TEXT:

*-*-*

The mother-in-law’s actions escalated to sending the OP inappropriate documents, including a sample prenup with clauses about waiving rights to future earnings and mandatory counseling for weight gain. After the fiancé initially supported the OP but later minimized his mother’s behavior, a public confrontation at a family dinner led the OP to set a firm boundary: the mother will not be included in wedding photos. This decision has caused the fiancé to accuse the OP of escalating the situation, leaving the OP questioning if this boundary is too harsh or necessary.

I’m 27 and getting married next summer. My fiancé is 29 and we’ve been together for almost 5 years. His mom has never liked me, she’s very involved in his life and I’ve always felt like she sees me as some kind of threat to their bond.
For the past year she’s been bringing up prenups constantly, not my fiancé, his MOM. She started sending me articles, books, even a sample prenup she wrote herself, like literally a Google Doc.
It had stuff in it like I waive all rights to future earnings and if I gain weight after the wedding I would agree to go to counseling. I’m not joking, I told her it was inappropriate and that I wouldn’t be discussing legal documents with her.
My fiancé backed me up at first, but over time I noticed he started saying things like she’s just trying to protect me or you know how she gets. He never directly told her to stop.
Things hit a breaking point a few weeks ago when she brought up the prenup again at a family dinner, in front of his relatives. She said I was being difficult and that a woman who refuses to protect a man’s assets has no business getting married.
I was humiliated, I left the table and we had a huge fight after. I told my fiancé I don’t want her in our wedding photos, I said she can come to the ceremony and be there if she wants but I don’t want her posing in our couple shots or family portraits.
I feel like she’s made it clear she doesn’t actually want this marriage to happen and I don’t want to look back at my wedding album and feel fake smiles with someone who’s made this process so miserable.
Now his whole family is furious. He says I’m escalating things and being too harsh, I told him I’m just setting a boundary after being disrespected over and over. My mom understands where I’m coming from but thinks I should let it go to keep the peace.

*-*-*

YOUR ASSIGNMENT: In the wedding post, how long has the writer been with the fiancé?

DATA SECTION:
*-*-*

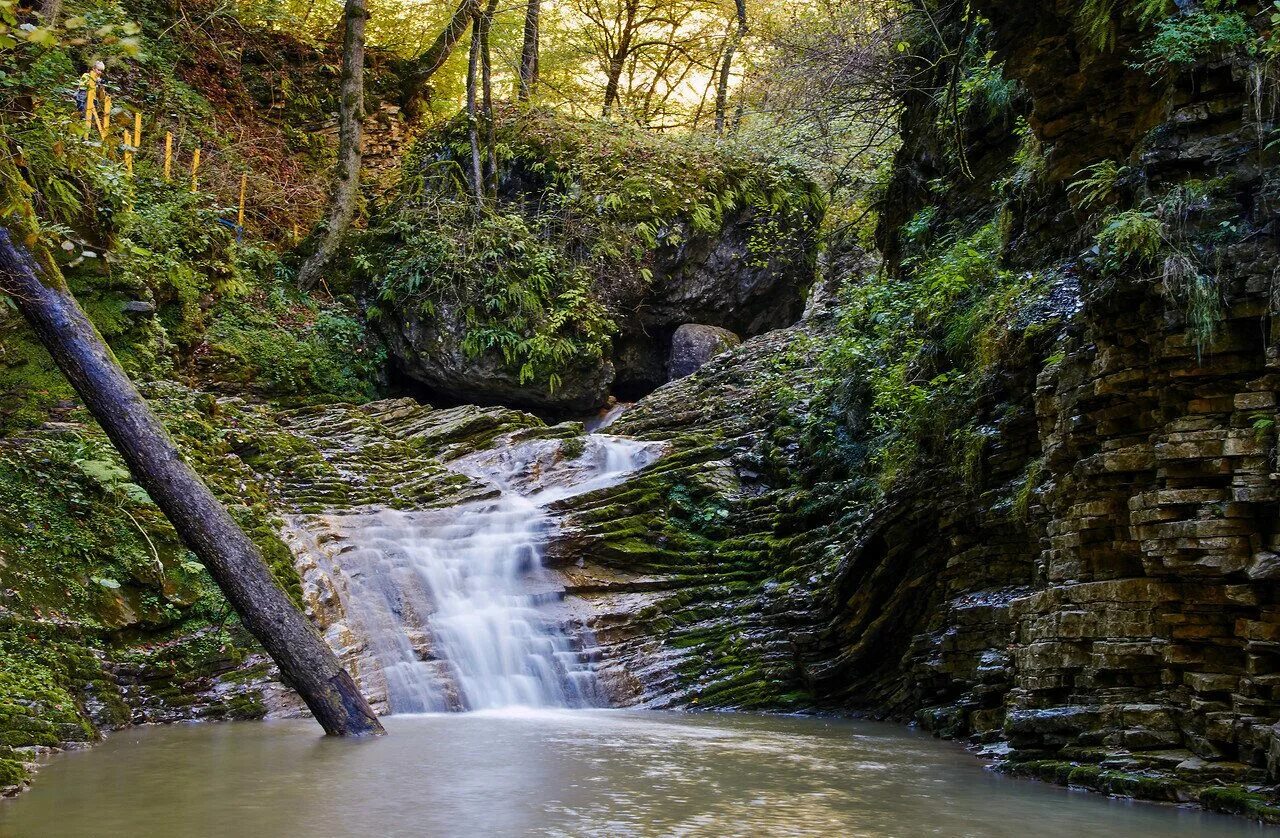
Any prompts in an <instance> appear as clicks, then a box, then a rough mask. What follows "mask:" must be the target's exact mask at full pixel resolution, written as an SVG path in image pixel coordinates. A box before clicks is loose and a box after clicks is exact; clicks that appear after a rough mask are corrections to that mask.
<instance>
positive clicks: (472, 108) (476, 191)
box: [467, 12, 484, 207]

*-*-*

RESULT OF THE TASK: Almost five years.